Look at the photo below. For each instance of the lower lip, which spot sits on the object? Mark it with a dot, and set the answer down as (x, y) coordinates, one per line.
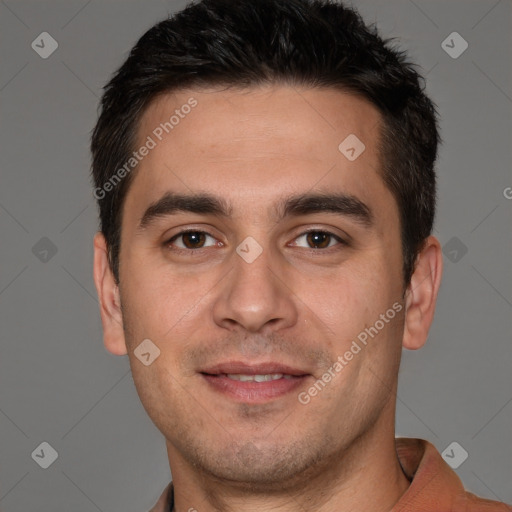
(254, 392)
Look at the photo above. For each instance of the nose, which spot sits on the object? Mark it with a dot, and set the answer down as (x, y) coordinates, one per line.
(256, 295)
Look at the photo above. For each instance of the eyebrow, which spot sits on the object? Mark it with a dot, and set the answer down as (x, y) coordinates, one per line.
(291, 206)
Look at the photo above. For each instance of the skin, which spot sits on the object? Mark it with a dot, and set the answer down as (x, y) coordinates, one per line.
(293, 304)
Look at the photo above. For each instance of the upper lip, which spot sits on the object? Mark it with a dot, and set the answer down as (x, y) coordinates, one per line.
(239, 367)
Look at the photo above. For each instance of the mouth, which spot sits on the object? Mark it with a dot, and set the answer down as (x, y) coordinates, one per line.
(256, 383)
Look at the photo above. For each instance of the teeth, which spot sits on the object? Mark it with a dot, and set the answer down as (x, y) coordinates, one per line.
(256, 378)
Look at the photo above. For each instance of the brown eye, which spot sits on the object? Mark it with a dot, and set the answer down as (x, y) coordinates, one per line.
(190, 240)
(193, 239)
(318, 239)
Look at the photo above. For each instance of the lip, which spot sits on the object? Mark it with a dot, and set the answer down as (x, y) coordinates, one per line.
(252, 369)
(253, 392)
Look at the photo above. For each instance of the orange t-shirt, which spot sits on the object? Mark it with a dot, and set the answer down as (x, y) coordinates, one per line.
(435, 487)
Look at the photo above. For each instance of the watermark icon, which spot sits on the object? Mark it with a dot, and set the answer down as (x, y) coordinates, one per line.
(455, 249)
(44, 250)
(454, 454)
(146, 352)
(304, 397)
(454, 45)
(249, 249)
(351, 147)
(44, 45)
(45, 455)
(151, 142)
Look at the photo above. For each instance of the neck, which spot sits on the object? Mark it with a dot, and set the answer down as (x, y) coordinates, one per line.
(364, 476)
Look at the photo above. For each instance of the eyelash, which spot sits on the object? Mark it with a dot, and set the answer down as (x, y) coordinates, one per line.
(179, 250)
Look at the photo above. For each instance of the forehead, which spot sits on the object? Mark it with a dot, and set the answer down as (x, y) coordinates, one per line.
(258, 144)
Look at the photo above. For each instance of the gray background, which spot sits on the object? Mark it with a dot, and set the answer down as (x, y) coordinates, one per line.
(57, 382)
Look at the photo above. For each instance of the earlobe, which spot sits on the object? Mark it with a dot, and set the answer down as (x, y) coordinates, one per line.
(110, 303)
(421, 295)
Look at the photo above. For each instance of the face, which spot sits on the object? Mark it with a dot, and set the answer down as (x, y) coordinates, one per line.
(252, 245)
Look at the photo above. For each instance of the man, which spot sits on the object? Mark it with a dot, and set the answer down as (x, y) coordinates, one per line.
(265, 177)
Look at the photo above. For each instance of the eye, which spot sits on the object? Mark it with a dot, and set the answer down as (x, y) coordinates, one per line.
(317, 239)
(190, 240)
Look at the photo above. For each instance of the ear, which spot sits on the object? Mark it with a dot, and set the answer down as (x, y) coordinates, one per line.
(110, 302)
(421, 294)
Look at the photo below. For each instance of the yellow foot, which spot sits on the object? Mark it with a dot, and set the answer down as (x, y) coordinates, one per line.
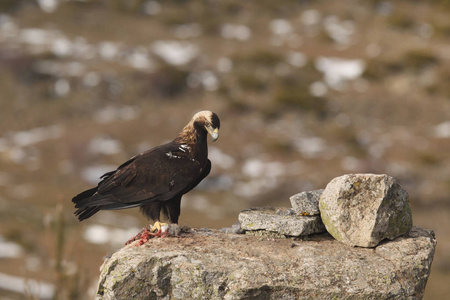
(158, 226)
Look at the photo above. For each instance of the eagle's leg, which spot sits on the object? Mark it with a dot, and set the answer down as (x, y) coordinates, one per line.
(143, 236)
(160, 229)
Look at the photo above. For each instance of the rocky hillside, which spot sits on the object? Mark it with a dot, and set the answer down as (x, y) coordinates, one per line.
(306, 91)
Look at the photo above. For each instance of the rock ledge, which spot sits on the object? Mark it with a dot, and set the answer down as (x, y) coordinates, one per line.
(207, 264)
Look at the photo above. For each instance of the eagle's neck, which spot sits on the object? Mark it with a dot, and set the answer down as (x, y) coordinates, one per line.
(195, 138)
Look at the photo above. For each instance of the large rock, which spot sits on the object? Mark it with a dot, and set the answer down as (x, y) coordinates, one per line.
(282, 221)
(363, 209)
(216, 265)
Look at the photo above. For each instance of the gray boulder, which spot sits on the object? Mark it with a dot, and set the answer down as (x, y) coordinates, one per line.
(363, 209)
(215, 265)
(306, 203)
(282, 221)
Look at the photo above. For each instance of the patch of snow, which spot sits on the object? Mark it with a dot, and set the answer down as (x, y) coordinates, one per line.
(59, 69)
(108, 50)
(100, 235)
(310, 146)
(139, 59)
(339, 31)
(224, 64)
(236, 32)
(112, 113)
(191, 30)
(174, 52)
(151, 8)
(337, 71)
(105, 145)
(48, 6)
(297, 59)
(62, 47)
(311, 17)
(280, 27)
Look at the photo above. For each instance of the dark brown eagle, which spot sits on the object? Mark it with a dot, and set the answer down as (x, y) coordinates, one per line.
(156, 180)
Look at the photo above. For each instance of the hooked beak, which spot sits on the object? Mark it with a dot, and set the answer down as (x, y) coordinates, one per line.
(214, 132)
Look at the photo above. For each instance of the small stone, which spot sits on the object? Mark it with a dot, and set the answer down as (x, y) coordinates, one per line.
(306, 203)
(234, 229)
(280, 220)
(363, 209)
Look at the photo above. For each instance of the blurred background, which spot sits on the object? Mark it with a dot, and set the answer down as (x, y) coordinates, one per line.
(306, 91)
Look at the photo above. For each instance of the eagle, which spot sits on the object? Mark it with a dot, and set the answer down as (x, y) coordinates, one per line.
(156, 179)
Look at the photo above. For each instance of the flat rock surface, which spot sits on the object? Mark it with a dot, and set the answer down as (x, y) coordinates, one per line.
(363, 209)
(216, 265)
(281, 220)
(306, 203)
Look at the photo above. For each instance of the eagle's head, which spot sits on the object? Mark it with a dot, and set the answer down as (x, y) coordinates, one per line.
(209, 121)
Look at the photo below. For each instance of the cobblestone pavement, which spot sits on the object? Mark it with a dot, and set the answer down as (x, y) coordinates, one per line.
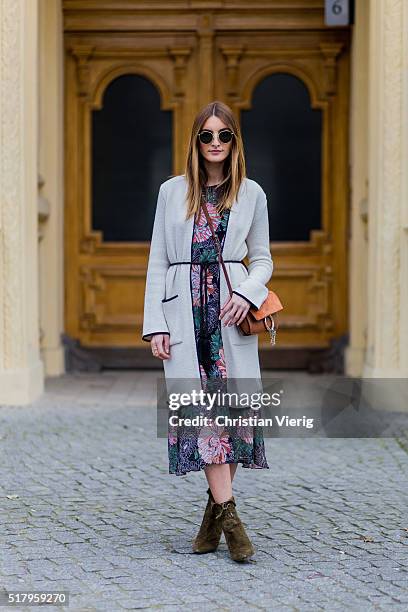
(87, 506)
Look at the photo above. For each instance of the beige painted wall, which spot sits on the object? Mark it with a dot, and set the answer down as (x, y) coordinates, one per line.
(51, 171)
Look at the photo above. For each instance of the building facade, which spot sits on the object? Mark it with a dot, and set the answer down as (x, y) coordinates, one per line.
(85, 85)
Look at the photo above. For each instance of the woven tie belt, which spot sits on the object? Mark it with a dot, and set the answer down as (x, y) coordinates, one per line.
(204, 333)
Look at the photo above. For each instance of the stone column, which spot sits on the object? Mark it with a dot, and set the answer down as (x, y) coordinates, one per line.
(358, 239)
(387, 338)
(51, 171)
(21, 370)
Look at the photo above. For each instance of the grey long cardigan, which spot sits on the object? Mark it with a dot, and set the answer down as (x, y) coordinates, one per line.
(168, 300)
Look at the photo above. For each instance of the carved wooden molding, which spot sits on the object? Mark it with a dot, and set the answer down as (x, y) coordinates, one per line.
(82, 55)
(330, 52)
(232, 55)
(180, 57)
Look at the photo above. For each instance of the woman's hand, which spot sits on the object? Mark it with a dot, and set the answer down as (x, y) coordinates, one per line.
(235, 310)
(160, 345)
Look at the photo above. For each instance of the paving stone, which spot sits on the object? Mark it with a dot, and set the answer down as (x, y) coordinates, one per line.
(98, 514)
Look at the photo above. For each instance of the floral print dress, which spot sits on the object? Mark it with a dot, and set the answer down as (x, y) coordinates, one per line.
(213, 444)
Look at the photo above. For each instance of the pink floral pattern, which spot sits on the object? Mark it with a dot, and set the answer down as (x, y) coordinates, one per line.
(194, 449)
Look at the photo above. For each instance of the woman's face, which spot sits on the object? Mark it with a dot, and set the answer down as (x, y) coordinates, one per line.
(215, 151)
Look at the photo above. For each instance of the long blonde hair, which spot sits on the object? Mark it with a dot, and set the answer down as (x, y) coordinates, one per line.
(234, 165)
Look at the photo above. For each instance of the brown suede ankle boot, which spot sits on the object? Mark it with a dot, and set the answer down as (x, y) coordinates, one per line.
(209, 535)
(239, 545)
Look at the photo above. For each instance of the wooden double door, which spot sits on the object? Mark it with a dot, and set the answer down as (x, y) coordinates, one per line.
(134, 80)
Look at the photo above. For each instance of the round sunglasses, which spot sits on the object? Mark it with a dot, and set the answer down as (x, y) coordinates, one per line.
(206, 136)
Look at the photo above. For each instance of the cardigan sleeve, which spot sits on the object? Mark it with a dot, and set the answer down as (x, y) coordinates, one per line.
(260, 266)
(154, 321)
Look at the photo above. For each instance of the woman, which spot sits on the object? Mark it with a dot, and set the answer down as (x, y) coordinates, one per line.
(191, 320)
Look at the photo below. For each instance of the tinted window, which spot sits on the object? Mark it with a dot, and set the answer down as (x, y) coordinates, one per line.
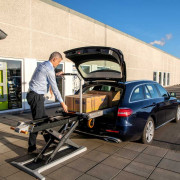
(153, 91)
(147, 93)
(162, 91)
(137, 94)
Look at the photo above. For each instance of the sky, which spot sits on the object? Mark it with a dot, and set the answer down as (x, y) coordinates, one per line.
(156, 22)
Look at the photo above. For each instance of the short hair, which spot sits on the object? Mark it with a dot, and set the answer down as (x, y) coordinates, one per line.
(54, 55)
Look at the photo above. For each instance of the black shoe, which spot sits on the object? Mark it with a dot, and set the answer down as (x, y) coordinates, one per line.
(31, 149)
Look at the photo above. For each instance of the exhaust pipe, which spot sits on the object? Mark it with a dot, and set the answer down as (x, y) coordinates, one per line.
(112, 139)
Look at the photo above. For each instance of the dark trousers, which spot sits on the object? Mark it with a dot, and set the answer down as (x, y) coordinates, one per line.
(36, 102)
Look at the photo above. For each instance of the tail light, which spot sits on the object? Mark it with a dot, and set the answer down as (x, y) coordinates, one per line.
(126, 112)
(113, 131)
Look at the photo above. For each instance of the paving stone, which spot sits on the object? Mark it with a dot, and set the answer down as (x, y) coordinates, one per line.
(148, 159)
(173, 155)
(155, 151)
(116, 161)
(139, 169)
(103, 172)
(65, 173)
(82, 164)
(91, 144)
(128, 176)
(49, 171)
(96, 156)
(161, 174)
(126, 153)
(20, 175)
(87, 177)
(170, 165)
(7, 170)
(136, 147)
(109, 149)
(3, 159)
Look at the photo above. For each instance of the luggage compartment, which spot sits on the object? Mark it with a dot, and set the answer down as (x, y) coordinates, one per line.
(104, 106)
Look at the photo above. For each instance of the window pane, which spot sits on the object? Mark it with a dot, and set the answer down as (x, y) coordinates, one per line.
(154, 76)
(164, 79)
(147, 94)
(137, 94)
(10, 88)
(160, 77)
(168, 78)
(153, 91)
(162, 91)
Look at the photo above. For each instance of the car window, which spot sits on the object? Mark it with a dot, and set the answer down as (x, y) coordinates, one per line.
(153, 91)
(138, 94)
(162, 91)
(147, 93)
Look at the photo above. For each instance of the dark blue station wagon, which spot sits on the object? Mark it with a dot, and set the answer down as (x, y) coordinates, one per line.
(143, 105)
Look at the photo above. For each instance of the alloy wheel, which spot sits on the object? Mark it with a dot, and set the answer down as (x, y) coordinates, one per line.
(178, 113)
(149, 131)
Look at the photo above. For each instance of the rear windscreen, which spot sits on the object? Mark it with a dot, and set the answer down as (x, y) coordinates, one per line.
(99, 66)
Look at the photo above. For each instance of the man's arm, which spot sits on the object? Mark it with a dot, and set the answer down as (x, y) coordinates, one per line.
(52, 80)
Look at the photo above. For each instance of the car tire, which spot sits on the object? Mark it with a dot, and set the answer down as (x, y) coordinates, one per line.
(148, 132)
(177, 118)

## Stated problem
Output only the lines running from the line with "the dark blue" through the final line of the data, inclusive.

## Full solution
Look at the photo above. For each instance of the dark blue station wagon, which spot sits on the object? Mark it with a dot, and set the answer down as (x, y) coordinates, one per line.
(143, 105)
Look at the photo above. For each instance of the alloy wheel, which spot sits on the object? Mark it with a dot, and set the answer down as (x, y) coordinates, one per line.
(178, 113)
(149, 131)
Look at the photo above. For each instance of the rear windscreen, which spot sits on the object? Mark it with a dot, and set the answer down as (x, y) coordinates, one per line.
(99, 66)
Look at the photo above. For each instance of the man's arm, which spot sits on the object? Mark it with a dot, and set the answer down as (x, y) coordinates, one per line.
(52, 80)
Look at the photo above. For each instance of the car tire, which spot sits on the object? Mark it with a dot, and set the answer down as (x, y) coordinates, one per line.
(148, 132)
(177, 118)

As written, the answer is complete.